Copy out exactly each line from the line with "For each instance of the tall" through the last line of the material below.

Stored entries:
******************************

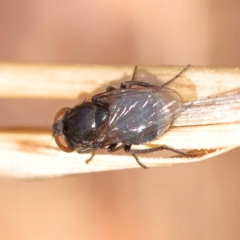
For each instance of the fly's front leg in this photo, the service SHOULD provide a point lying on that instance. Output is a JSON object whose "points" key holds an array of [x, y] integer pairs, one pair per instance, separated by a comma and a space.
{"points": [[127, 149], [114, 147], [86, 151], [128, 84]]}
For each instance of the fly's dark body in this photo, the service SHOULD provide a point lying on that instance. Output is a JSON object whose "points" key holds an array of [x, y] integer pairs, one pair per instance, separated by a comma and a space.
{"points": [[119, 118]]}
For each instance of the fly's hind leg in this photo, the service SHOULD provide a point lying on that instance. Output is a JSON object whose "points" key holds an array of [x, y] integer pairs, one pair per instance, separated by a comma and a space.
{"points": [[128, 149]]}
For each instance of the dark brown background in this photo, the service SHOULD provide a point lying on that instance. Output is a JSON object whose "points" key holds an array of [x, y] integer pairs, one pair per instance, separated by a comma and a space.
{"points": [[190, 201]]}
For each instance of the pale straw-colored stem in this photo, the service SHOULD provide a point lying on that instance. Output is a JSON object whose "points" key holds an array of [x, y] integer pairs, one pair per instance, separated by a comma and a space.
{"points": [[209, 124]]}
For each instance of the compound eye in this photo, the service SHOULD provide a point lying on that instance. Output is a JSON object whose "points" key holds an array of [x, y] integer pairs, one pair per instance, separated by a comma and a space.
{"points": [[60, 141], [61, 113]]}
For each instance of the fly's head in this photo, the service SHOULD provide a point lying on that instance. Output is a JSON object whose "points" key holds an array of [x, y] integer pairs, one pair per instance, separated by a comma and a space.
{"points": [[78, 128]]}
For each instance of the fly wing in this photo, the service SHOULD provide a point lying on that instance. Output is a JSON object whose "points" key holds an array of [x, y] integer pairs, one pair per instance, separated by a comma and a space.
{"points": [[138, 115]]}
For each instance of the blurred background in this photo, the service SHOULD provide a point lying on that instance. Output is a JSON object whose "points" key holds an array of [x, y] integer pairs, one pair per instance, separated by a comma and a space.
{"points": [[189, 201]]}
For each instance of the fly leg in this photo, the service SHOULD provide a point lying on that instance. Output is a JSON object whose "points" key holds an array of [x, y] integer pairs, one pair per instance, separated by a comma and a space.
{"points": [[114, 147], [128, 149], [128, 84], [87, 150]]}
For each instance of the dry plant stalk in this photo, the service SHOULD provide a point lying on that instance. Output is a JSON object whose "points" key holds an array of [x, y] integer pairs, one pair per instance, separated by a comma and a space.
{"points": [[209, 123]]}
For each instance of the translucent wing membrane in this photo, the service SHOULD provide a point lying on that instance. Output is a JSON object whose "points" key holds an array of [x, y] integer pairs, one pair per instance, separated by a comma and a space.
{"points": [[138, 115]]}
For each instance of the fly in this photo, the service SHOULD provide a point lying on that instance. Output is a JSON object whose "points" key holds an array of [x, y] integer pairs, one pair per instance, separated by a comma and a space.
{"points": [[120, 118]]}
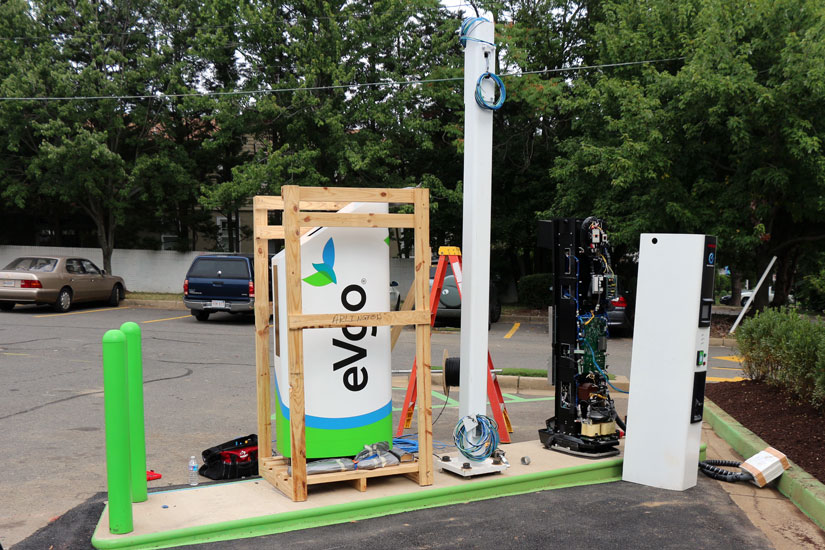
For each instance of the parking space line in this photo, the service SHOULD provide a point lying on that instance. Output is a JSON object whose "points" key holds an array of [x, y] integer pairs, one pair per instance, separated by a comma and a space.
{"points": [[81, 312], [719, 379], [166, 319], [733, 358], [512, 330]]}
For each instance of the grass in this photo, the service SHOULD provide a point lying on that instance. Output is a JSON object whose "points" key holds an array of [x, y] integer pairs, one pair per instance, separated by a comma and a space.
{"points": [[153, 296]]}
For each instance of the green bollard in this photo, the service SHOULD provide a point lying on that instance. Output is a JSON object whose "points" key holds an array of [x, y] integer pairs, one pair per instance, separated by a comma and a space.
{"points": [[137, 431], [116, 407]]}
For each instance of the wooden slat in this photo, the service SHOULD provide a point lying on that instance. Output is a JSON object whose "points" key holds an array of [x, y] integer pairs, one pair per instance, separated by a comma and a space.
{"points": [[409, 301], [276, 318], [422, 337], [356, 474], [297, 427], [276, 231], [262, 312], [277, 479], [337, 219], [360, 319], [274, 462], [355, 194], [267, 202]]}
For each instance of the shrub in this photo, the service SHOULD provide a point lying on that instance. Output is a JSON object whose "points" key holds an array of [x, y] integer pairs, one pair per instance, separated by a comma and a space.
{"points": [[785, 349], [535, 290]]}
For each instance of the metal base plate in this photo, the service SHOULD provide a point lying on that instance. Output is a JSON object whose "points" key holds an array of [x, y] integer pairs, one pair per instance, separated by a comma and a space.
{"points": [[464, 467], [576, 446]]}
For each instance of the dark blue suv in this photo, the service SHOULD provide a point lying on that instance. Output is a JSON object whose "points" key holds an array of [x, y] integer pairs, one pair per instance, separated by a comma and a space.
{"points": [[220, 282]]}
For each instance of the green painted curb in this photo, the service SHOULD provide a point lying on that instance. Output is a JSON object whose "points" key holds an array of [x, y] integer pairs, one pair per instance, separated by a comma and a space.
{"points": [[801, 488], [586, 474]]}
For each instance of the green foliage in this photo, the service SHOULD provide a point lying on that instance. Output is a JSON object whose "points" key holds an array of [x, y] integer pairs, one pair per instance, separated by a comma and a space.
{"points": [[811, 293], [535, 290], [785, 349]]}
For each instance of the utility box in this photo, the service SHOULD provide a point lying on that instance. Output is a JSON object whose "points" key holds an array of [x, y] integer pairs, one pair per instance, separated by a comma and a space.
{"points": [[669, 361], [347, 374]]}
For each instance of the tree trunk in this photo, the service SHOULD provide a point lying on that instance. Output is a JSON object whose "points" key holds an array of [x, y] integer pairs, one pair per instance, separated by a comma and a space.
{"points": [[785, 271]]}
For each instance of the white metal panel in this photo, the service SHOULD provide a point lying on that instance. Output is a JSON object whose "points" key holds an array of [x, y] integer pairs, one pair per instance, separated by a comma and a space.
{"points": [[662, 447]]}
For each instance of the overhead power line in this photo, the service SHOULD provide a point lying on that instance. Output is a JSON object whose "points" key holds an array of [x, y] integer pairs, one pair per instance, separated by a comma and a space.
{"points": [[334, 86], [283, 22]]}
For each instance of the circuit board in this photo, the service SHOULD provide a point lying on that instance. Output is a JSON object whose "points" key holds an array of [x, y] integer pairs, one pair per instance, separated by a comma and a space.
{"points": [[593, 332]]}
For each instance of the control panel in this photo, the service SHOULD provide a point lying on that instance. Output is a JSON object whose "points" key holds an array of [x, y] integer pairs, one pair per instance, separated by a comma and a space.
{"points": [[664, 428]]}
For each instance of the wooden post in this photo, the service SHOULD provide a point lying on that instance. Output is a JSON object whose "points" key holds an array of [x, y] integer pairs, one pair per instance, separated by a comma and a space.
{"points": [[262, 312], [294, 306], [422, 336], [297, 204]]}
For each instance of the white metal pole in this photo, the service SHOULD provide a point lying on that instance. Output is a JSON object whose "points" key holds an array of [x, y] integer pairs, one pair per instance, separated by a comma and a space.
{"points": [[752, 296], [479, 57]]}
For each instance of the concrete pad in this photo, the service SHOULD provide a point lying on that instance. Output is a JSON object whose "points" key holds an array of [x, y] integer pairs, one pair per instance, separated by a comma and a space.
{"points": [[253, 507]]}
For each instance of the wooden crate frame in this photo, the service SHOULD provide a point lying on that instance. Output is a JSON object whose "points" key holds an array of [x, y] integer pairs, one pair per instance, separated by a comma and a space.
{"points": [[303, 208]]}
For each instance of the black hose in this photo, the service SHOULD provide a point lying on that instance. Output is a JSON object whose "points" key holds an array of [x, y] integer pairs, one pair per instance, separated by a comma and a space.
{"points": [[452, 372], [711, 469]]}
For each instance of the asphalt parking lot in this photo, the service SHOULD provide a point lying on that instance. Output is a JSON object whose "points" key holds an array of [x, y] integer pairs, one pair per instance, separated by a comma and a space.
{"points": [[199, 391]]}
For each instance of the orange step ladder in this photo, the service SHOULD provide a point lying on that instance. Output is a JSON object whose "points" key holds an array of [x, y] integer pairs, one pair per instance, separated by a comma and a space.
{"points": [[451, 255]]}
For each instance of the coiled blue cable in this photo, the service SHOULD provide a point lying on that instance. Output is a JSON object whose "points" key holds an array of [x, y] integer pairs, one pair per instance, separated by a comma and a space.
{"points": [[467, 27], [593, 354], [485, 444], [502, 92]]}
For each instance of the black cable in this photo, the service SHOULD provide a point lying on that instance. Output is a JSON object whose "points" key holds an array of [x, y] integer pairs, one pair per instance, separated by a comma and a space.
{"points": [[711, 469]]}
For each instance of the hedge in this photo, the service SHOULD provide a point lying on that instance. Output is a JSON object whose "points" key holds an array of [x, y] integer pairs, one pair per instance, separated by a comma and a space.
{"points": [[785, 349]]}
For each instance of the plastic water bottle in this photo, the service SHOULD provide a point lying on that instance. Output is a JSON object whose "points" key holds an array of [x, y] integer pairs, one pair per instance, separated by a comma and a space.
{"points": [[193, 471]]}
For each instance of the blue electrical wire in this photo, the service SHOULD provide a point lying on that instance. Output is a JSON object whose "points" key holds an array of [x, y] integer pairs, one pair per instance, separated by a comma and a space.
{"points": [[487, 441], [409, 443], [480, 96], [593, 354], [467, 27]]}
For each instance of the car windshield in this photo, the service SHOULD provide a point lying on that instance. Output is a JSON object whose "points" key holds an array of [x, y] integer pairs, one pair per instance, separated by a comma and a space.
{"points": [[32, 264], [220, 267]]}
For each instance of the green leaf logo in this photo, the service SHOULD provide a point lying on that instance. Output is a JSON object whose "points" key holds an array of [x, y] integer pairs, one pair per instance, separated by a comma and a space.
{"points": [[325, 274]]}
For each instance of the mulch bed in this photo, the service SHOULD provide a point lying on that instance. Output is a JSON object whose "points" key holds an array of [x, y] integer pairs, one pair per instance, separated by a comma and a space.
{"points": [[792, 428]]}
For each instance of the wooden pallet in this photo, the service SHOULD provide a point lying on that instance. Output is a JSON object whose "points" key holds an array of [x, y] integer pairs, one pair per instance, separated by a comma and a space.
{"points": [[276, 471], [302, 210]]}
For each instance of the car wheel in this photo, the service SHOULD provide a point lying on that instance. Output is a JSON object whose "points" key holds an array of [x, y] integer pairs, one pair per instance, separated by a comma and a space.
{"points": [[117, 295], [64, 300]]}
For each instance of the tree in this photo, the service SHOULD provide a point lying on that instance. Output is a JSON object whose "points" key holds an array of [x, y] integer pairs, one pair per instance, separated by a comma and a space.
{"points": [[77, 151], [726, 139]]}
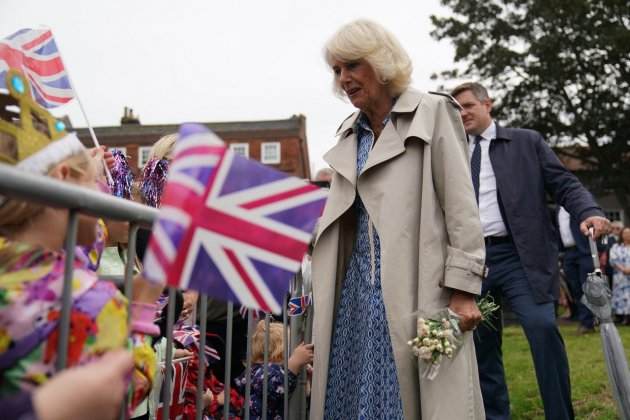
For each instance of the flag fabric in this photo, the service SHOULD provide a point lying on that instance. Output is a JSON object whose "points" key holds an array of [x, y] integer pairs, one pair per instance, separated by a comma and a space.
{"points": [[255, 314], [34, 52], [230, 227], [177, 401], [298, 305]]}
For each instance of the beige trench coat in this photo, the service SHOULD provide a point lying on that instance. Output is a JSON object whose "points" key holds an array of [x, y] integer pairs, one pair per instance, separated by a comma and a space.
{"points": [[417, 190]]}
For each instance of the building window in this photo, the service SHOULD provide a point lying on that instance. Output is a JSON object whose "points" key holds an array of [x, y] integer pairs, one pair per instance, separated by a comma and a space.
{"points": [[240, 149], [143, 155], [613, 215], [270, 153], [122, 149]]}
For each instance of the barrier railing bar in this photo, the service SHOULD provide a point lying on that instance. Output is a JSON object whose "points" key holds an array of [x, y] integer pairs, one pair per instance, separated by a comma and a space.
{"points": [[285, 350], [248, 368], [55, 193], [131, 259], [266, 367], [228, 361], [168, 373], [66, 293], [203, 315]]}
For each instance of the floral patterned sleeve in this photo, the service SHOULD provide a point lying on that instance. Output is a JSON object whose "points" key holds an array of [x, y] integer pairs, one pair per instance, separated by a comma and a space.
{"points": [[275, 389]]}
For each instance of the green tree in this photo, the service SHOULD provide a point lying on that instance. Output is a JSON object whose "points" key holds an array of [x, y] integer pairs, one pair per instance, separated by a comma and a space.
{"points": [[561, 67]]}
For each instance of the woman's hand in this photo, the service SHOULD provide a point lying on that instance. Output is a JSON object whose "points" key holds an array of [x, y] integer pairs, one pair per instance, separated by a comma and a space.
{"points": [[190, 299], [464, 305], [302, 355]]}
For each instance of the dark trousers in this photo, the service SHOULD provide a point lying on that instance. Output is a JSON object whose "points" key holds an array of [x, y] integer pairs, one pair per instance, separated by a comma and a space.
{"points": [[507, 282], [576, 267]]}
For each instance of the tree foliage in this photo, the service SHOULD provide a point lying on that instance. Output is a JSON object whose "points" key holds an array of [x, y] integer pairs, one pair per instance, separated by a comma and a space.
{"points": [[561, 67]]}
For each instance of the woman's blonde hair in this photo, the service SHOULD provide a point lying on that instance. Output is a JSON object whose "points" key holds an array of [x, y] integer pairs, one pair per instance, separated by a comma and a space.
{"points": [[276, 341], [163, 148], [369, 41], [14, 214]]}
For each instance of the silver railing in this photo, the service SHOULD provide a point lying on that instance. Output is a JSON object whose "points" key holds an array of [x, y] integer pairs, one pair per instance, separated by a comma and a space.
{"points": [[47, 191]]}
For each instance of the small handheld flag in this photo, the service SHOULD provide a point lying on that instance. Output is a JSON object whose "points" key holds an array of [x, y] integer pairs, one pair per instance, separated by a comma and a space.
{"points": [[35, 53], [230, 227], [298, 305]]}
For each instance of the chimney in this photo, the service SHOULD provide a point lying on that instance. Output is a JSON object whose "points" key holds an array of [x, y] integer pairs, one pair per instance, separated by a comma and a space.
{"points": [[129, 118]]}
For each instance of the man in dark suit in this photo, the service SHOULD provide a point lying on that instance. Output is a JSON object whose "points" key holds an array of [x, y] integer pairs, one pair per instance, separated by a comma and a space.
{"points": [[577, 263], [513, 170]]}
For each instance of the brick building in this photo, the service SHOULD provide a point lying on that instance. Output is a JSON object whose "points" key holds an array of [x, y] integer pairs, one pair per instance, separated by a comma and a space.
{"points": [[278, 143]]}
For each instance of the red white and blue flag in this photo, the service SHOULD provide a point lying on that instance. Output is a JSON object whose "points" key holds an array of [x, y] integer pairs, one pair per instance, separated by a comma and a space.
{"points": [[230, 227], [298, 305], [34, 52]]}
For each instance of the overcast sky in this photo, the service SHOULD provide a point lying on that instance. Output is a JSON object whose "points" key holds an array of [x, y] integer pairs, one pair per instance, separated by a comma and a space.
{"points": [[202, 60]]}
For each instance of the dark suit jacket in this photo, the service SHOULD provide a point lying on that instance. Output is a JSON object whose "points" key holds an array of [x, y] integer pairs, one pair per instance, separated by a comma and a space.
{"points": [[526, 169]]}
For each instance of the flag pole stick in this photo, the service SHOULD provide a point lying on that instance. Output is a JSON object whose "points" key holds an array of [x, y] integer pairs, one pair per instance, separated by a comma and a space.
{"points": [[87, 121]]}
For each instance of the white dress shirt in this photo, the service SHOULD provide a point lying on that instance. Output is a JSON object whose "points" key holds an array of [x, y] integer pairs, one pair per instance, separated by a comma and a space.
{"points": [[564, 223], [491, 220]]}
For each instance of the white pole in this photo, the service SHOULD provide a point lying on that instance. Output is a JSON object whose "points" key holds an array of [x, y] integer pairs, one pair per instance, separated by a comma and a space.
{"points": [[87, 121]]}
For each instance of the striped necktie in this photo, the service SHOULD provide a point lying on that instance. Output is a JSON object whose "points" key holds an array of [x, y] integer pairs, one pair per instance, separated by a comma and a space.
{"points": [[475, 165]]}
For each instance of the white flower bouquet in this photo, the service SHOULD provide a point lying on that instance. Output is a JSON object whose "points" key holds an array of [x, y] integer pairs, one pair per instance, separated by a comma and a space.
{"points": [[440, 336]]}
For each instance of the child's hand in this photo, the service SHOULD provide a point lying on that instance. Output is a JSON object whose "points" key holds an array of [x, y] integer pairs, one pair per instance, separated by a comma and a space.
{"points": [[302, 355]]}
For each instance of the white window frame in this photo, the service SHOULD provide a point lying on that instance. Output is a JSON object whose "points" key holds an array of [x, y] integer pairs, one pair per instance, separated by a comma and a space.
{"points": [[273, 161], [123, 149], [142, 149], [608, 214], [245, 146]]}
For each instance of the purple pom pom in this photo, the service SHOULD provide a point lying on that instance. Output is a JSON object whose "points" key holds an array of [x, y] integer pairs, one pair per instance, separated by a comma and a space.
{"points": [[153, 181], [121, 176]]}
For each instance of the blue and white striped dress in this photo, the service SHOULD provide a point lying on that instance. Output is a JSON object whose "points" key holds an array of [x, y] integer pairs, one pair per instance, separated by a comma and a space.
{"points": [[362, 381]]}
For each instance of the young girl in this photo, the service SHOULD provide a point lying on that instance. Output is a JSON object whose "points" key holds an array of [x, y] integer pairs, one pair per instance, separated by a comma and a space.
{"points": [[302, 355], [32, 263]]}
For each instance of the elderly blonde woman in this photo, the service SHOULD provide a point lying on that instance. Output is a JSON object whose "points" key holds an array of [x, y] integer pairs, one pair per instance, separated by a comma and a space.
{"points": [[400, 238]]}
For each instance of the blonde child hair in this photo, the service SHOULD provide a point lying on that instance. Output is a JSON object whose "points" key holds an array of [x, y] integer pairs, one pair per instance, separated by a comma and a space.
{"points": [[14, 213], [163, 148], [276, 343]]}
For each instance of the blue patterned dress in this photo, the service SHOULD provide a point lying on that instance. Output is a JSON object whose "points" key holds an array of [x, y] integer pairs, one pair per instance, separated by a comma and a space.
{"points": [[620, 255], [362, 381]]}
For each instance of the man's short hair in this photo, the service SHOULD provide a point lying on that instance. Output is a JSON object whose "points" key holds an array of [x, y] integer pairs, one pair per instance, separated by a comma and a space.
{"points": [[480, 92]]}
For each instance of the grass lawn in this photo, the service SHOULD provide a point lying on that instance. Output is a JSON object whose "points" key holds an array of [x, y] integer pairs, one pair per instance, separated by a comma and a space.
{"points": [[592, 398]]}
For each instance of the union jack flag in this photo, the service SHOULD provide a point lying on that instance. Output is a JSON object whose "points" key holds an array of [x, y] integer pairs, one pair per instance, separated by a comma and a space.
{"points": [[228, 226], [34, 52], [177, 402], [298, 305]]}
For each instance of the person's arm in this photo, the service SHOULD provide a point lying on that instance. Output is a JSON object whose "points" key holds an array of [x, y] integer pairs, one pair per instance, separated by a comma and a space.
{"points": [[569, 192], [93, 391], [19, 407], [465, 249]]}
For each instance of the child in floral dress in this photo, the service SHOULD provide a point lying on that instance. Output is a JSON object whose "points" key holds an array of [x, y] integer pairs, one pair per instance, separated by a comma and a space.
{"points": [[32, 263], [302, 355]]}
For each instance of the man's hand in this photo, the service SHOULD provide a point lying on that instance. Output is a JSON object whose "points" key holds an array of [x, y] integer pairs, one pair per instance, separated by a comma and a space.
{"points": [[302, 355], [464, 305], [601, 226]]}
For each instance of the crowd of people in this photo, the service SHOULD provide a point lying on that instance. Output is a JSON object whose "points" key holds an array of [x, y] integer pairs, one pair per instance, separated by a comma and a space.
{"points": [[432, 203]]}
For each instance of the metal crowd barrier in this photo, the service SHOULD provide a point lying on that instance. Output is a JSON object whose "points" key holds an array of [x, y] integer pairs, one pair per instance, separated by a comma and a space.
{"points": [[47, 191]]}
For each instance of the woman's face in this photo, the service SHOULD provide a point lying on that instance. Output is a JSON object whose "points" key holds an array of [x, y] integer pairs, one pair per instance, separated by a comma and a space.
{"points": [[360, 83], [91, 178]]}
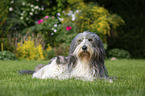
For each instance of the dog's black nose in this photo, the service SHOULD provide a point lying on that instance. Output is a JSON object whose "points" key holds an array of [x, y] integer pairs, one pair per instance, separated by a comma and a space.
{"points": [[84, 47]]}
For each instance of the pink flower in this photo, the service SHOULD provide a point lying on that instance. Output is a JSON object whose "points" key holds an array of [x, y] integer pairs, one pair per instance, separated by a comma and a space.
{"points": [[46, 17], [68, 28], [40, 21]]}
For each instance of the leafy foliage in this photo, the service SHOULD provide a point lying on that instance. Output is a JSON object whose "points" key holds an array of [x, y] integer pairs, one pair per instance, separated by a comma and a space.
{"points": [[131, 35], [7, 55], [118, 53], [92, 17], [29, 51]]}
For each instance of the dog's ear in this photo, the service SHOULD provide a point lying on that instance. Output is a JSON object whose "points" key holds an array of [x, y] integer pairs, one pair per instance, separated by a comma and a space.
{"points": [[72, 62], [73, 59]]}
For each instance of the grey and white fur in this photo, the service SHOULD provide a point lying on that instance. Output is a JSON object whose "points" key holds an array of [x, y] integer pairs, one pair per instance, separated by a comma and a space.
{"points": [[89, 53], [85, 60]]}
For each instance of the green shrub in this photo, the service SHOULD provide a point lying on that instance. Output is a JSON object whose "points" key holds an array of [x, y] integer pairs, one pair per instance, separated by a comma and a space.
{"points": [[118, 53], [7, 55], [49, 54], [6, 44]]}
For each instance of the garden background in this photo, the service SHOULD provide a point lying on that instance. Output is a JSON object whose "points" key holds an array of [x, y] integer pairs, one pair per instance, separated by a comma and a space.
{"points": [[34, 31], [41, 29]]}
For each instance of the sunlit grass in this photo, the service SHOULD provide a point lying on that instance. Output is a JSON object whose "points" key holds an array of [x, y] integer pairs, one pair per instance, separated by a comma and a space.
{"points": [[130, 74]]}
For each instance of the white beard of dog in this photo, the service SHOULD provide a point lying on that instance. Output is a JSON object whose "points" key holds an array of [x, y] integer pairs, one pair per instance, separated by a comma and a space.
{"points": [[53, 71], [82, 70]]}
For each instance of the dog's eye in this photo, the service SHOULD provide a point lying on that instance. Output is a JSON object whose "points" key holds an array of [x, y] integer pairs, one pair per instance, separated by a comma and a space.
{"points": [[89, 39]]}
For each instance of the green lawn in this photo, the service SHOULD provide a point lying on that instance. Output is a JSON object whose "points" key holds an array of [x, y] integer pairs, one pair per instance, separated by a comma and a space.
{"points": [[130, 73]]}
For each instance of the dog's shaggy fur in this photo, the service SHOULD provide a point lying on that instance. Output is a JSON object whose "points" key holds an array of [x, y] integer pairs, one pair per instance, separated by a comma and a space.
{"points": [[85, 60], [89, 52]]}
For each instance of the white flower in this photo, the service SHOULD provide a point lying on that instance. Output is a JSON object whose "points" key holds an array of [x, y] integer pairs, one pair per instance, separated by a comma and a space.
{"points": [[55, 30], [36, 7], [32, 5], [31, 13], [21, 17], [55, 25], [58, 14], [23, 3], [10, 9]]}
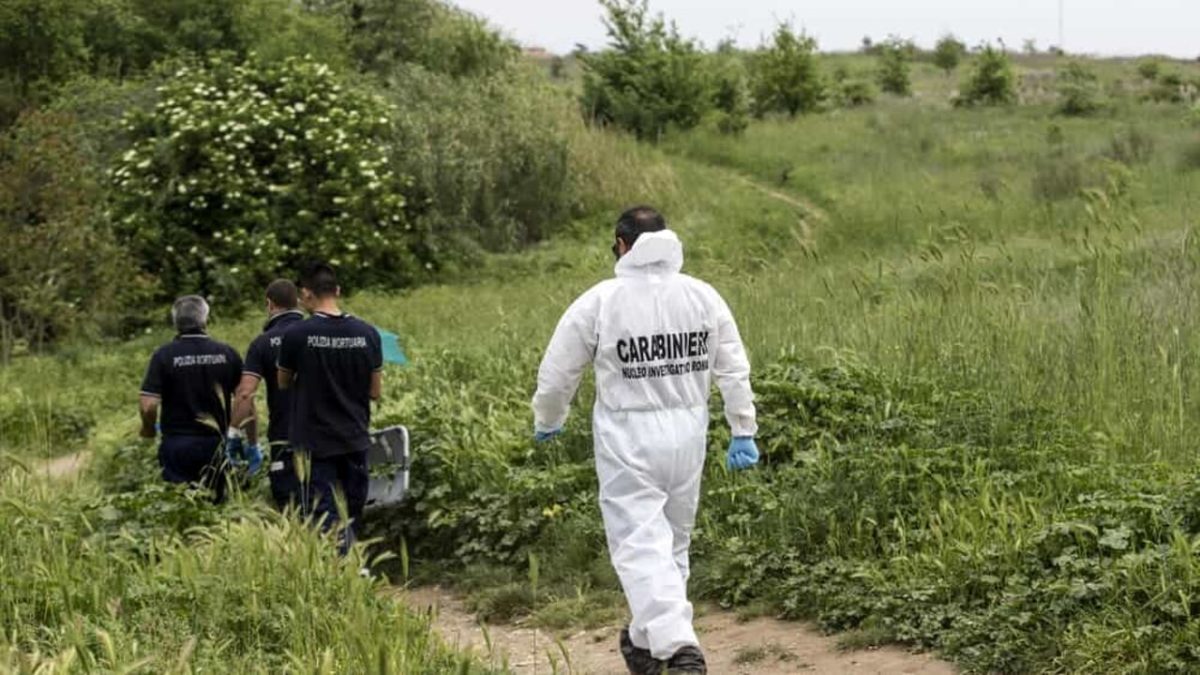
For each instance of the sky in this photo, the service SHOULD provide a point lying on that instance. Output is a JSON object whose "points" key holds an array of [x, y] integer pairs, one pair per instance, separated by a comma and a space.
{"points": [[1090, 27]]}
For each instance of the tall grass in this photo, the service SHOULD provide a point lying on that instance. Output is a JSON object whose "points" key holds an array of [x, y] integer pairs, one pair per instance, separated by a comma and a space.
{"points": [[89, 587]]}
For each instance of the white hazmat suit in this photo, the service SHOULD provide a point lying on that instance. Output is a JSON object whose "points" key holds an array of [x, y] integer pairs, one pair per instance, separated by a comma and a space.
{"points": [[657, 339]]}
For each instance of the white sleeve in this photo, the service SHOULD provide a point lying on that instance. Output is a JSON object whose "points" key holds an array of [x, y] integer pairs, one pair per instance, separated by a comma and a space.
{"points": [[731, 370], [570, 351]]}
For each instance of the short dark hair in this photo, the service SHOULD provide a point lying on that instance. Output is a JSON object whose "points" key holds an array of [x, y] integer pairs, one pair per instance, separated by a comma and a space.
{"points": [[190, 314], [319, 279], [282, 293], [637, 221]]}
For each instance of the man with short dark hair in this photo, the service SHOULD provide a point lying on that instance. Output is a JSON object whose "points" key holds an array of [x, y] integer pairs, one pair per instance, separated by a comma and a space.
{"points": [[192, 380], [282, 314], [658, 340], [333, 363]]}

******************************

Complete response
For each instance of the tall grass in this photo, the service SHOULD provide a point lying on that instance. Output is a JSON object whose "points" key holds an array of [x, y] integer pairs, one pair per instance, separated by a comma and a space.
{"points": [[89, 587]]}
For each instance of the white hazmat suit in this photo, the service SHOULD provide a point lying on that instance. Output is a JSON object whose "points" key holds an array of [x, y] integer pairs, one pair per instance, separated by a comma and a space.
{"points": [[657, 339]]}
For each instance of the white sleeve in this photo, the service SHOULD provide a point lying on that instance. Output is a JSON object whose "points" key holds an array of [x, y] integer pairs, one pair per instance, separated by a comma and a space.
{"points": [[731, 370], [570, 351]]}
For each instance of the short dark hair in this photo, the service SHOULD provide a point lying on that instance. Output is a JSON object whose "points" key holds an array of [x, y] integer pairs, one pair per instance, separated by a comma and a space.
{"points": [[190, 314], [319, 279], [282, 293], [637, 221]]}
For each instance of the man with short dark hair in this photo, the service SHOULD provide a point lying on that instance. Output is a JSON object whose "points" key holds an array of [x, y] integer pairs, one pair per instance, separated by a comma and a space.
{"points": [[192, 380], [282, 314], [658, 340], [333, 363]]}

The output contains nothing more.